The New Zealand Youth Parliament, held once in each term of parliament (usually every three or four years), is an event used to promote the civic and community engagement of New Zealand youth. The event has been held since 1994, and takes place at the New Zealand Parliament Buildings. The latest Youth Parliament, the 9th Youth Parliament, took place on 16 and 17 July 2019.

Youth Parliament is an initiative led by the Minister for Youth, currently the Hon. Priyanca Radhakrishnan. The Minister works with a committee of their Parliamentary colleagues (representing every party in Parliament) to administer Youth Parliament.

The Minister receives support from the Ministry of Youth Development, who work closely with other agencies within the parliamentary complex including The Office of the Speaker, Parliamentary Services and the Office of the Clerk of the New Zealand House of Representatives.

Former Labour MP Darren Hughes, who once held the Statistics portfolio and was the associate minister for Social Development and Employment, was a Youth MP at the first ever Youth Parliament in 1994. Hughes said in his maiden speech as MP that he was proud to be the first ever Youth MP to become the "real thing".

History 
The New Zealand Youth Parliament was first held in 1994, being held to mark the 20th anniversary of the voting age being lowered to 18. The event was shorter than it is now, with young people coming to Parliament for an educational day. Due to the success of the event, Cabinet invited the Minister of Youth Affairs to continue holding the event every three or four years. Since then, the event has been held in 2019, 2016, 2013, 2010, 2007, 2004, 2000, and 1997.

Event 
The Youth Parliament takes place over two days, and is designed to be as similar to the actual running of Parliament as possible. The event is typically opened by the governor-general. The website of the Ministry of Youth Development says that Youth Parliament "is an opportunity for young New Zealanders to influence government decision-making as active citizens and have their views heard by key decision-makers and the public."

Throughout the event Youth MPs take part in a variety of parliamentary activities. A mock bill is established and focused on, usually targeting an issue relating to youth or that youth can be involved in. Youth MPs work on various select committees and consider submissions, ask questions of Cabinet Ministers, participate in debates, come together in caucus sessions and experience various other aspects of parliament. Youth MPs have an opportunity to meet actual members of parliament. Members of the public can also watch mock debates in the debating chamber, as they would with a normal parliamentary debate.

As well as the Youth MPs, 20 youth press gallery members are chosen by the Parliamentary Press Gallery, and report on the event and running of parliament, similar to the actual press gallery.

The New Zealand Business and Parliament Trust runs a competition open to all Youth MPs and Youth Press Gallery members, which asks entrants to discuss the experience and what they have learned and taken back to their community. In 2007 this was an essay, and in 2010 entrants created a video. Prizes totaling several thousands of dollars are available to the winners.

********

> [Task statement]:
Reproduce word for word everything from "Throughout the event" down to "actual press gallery." in the passage on the New Zealand Youth Parliament. The material bears no relation to the passage on the New Zealand Youth Parliament.

> [Dataset content]:
********

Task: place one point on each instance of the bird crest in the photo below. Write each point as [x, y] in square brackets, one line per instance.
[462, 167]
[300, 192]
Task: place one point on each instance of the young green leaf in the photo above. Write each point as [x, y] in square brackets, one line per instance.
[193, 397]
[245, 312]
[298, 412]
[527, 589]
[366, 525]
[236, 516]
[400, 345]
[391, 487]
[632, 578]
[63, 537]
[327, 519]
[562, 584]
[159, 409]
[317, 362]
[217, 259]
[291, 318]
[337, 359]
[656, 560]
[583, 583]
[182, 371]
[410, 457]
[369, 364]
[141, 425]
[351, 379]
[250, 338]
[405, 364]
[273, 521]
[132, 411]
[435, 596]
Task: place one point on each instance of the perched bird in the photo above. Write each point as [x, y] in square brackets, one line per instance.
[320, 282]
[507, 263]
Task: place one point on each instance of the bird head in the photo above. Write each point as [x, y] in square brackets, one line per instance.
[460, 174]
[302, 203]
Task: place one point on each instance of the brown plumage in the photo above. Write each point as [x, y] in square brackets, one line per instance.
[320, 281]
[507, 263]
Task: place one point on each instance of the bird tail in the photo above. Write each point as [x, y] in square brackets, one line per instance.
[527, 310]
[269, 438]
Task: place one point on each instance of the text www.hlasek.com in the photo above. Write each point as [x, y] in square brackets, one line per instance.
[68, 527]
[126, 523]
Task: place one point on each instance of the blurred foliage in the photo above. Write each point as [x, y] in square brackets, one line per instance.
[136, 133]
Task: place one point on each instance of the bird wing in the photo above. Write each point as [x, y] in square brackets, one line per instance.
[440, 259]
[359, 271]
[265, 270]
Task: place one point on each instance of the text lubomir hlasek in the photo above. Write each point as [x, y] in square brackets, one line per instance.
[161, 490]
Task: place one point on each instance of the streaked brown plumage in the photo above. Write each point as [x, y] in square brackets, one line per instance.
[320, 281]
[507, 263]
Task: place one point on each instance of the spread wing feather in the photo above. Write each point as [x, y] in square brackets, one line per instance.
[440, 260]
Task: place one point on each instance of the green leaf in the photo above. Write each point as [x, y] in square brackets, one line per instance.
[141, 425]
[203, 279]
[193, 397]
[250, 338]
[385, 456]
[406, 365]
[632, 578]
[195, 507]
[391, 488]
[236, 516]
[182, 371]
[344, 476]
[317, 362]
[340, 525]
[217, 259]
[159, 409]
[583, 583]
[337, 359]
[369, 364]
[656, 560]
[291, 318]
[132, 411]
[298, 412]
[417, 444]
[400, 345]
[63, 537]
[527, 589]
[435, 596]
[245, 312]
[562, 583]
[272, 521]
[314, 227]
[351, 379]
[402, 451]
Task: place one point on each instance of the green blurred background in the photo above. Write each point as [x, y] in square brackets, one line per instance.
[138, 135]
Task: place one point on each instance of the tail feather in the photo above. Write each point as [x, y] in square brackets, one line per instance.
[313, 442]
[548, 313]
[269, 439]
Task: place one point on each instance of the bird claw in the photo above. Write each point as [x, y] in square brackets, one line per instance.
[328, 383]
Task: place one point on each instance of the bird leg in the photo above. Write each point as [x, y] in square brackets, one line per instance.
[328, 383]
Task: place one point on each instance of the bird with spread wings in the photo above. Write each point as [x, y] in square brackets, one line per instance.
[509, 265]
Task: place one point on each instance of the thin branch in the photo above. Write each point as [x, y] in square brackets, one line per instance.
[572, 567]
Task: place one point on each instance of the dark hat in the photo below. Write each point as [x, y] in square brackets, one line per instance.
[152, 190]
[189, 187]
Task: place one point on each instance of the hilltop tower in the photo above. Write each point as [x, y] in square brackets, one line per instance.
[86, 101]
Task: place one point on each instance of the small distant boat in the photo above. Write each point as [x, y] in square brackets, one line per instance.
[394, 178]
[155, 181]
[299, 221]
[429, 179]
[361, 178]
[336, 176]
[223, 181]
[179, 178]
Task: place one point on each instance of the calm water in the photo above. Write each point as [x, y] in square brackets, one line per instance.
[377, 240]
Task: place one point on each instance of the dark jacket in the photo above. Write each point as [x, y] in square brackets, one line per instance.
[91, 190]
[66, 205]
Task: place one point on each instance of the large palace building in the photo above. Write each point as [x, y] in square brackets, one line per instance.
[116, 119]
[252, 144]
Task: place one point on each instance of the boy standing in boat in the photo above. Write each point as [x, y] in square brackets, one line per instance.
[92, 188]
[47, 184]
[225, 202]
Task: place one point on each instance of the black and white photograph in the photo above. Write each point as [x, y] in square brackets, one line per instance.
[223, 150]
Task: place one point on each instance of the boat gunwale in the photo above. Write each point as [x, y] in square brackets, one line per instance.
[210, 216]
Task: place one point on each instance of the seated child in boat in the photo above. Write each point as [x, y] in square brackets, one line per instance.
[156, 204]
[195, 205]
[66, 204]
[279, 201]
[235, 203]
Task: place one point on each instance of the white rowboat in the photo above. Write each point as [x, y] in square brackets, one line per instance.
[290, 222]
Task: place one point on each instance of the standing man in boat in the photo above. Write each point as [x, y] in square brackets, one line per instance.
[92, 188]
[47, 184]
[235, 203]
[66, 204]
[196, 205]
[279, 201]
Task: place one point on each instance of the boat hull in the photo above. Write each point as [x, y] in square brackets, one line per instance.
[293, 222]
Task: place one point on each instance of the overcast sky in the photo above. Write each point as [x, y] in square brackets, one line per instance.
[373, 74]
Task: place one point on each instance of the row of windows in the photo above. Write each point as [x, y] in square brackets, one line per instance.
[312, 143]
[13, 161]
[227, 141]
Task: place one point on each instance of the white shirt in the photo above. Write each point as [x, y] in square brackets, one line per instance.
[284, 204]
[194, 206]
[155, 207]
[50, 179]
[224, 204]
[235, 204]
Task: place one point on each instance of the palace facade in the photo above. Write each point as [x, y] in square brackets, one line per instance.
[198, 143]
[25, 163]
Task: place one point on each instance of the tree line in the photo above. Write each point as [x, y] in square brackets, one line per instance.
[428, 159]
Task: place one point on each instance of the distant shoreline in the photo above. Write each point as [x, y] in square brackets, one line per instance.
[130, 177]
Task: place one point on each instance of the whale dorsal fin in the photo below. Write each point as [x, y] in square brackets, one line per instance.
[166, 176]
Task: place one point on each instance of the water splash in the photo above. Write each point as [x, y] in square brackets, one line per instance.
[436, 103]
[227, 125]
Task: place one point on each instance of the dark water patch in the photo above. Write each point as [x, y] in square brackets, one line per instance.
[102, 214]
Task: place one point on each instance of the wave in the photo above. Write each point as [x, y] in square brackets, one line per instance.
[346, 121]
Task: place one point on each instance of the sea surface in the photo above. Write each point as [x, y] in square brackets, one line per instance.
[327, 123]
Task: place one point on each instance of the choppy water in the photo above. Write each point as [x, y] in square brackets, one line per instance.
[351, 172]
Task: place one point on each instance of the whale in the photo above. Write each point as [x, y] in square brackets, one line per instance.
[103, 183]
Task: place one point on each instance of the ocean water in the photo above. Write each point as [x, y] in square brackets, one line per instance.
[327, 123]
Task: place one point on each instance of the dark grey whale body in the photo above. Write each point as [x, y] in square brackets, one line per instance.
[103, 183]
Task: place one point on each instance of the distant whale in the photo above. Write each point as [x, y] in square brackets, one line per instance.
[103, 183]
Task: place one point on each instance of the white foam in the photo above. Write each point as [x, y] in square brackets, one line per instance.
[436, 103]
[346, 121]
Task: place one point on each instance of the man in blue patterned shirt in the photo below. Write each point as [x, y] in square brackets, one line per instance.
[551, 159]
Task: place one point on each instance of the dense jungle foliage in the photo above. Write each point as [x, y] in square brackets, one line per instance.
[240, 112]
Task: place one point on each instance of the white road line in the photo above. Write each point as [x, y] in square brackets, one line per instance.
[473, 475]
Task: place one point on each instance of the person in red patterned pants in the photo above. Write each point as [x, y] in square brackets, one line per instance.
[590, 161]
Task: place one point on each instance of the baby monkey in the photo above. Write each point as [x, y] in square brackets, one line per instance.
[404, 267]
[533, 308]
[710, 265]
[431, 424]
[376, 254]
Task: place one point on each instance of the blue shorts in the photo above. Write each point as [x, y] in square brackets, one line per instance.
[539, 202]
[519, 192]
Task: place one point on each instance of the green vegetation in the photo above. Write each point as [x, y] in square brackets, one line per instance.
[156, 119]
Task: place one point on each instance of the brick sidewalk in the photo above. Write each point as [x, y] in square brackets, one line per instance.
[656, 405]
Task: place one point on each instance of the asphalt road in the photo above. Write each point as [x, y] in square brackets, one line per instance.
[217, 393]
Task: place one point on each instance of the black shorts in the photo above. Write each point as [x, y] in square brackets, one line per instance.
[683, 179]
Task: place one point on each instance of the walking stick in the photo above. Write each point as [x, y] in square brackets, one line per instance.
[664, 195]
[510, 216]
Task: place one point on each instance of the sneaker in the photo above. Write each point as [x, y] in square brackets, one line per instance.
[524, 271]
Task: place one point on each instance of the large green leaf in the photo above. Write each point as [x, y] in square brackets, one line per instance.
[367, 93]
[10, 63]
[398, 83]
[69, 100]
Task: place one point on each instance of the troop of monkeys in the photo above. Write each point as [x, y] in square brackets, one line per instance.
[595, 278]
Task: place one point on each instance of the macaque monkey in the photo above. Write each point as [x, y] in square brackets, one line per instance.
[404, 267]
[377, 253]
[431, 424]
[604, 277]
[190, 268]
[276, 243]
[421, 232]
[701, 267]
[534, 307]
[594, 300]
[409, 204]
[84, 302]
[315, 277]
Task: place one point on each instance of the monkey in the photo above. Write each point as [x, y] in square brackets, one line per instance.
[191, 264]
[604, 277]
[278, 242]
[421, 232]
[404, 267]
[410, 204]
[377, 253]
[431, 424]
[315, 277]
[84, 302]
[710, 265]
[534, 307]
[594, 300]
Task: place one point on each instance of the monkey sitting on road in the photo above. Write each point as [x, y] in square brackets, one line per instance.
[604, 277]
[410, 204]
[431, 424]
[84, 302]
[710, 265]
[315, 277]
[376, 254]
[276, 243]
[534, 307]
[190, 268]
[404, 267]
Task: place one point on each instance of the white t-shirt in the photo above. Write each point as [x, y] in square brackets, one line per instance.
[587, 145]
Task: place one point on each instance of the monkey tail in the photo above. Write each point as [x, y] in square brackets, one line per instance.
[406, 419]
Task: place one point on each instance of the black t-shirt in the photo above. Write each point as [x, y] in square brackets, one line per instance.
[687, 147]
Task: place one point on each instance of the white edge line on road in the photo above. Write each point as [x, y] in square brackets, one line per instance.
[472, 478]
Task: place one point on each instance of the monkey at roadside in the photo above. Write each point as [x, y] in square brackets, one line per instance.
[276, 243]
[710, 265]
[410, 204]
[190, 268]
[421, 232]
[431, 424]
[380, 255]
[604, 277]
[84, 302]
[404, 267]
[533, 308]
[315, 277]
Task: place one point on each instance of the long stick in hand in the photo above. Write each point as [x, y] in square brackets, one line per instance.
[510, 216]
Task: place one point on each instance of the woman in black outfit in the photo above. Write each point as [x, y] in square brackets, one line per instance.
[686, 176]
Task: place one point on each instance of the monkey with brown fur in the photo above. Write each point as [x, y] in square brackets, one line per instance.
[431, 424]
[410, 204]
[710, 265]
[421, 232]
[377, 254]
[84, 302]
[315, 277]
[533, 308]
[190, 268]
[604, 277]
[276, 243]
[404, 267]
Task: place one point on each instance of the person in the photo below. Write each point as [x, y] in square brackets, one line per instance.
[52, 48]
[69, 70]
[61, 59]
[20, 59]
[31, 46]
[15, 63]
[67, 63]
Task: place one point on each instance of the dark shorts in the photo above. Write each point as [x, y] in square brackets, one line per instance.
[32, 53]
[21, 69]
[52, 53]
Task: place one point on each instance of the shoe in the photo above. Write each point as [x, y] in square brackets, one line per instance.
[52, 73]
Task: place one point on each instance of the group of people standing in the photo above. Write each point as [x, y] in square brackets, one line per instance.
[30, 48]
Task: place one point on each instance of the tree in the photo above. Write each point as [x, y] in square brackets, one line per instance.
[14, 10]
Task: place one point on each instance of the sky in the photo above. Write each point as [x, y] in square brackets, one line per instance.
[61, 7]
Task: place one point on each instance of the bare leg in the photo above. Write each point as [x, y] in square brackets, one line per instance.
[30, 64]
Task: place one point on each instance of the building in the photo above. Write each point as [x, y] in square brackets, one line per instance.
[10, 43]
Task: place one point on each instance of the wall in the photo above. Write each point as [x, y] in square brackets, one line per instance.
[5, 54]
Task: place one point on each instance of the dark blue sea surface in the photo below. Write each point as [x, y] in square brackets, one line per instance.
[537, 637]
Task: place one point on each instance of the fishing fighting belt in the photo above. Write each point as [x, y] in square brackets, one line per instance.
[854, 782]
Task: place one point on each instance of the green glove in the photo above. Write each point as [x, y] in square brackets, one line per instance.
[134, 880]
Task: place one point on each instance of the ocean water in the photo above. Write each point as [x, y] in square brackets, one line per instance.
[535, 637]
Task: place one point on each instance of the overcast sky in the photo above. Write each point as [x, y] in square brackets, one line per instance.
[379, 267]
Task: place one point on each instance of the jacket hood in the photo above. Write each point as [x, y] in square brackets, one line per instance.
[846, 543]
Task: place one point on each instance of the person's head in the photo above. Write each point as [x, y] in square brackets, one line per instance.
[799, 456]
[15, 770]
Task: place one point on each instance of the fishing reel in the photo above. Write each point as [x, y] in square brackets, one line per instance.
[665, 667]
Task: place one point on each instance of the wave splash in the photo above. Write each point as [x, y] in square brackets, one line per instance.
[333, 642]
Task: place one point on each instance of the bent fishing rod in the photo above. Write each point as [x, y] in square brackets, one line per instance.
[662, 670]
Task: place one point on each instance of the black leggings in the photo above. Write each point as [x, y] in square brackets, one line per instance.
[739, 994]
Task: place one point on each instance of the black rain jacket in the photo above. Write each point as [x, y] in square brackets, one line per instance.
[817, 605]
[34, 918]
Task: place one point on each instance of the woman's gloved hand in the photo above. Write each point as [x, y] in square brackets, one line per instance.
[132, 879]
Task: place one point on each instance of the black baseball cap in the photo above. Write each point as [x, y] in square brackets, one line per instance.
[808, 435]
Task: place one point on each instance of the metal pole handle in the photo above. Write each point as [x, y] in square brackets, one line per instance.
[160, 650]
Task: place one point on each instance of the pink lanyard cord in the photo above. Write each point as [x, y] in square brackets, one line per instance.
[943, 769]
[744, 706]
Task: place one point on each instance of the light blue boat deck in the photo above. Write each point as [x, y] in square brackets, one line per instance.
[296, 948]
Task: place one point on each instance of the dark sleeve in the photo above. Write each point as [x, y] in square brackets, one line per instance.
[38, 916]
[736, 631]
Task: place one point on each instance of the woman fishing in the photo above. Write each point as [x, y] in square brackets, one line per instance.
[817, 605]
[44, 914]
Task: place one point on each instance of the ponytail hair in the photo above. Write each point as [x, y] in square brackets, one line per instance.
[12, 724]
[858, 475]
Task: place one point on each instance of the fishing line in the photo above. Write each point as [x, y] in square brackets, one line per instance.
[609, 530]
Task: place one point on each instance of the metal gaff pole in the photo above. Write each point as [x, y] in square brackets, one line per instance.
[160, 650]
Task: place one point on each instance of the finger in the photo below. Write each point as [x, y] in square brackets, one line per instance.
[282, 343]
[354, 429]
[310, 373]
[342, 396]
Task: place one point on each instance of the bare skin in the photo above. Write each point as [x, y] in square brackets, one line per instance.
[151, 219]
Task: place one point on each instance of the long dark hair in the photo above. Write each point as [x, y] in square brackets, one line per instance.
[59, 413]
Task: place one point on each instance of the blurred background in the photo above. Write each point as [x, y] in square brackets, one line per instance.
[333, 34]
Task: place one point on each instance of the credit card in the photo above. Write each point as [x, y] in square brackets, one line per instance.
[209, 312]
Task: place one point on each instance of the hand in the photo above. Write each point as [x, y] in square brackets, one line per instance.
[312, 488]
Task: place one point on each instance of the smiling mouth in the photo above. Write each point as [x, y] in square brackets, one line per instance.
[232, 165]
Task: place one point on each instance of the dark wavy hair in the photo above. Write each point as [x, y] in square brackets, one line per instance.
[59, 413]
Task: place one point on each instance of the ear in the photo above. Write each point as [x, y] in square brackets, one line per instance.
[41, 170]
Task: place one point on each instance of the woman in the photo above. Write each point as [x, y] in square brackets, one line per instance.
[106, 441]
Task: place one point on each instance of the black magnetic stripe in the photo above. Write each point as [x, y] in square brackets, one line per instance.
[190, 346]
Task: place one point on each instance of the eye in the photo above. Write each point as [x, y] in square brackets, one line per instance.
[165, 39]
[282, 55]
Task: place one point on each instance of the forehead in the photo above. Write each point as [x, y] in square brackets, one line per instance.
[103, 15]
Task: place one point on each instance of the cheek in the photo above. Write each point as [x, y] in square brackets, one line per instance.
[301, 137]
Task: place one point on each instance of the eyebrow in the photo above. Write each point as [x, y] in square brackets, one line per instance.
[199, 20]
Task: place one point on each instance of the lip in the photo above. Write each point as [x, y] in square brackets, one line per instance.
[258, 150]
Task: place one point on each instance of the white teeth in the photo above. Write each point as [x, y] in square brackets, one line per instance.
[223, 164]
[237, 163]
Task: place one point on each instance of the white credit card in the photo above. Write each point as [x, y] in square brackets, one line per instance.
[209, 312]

********

> [Solution for this problem]:
Throughout the event Youth MPs take part in a variety of parliamentary activities. A mock bill is established and focused on, usually targeting an issue relating to youth or that youth can be involved in. Youth MPs work on various select committees and consider submissions, ask questions of Cabinet Ministers, participate in debates, come together in caucus sessions and experience various other aspects of parliament. Youth MPs have an opportunity to meet actual members of parliament. Members of the public can also watch mock debates in the debating chamber, as they would with a normal parliamentary debate.

As well as the Youth MPs, 20 youth press gallery members are chosen by the Parliamentary Press Gallery, and report on the event and running of parliament, similar to the actual press gallery.